Pointing and labeling entries:
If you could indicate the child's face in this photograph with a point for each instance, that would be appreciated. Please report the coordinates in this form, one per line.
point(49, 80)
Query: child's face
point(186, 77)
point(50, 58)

Directions: Edit the lines above so that "child's face" becomes "kid's face" everywhere it occurs, and leave everything else as it is.

Solution:
If you could indicate the kid's face in this photograph with a point for each instance, that would be appreciated. Please report the coordinates in this form, one per line.
point(49, 80)
Query: kid's face
point(186, 77)
point(50, 58)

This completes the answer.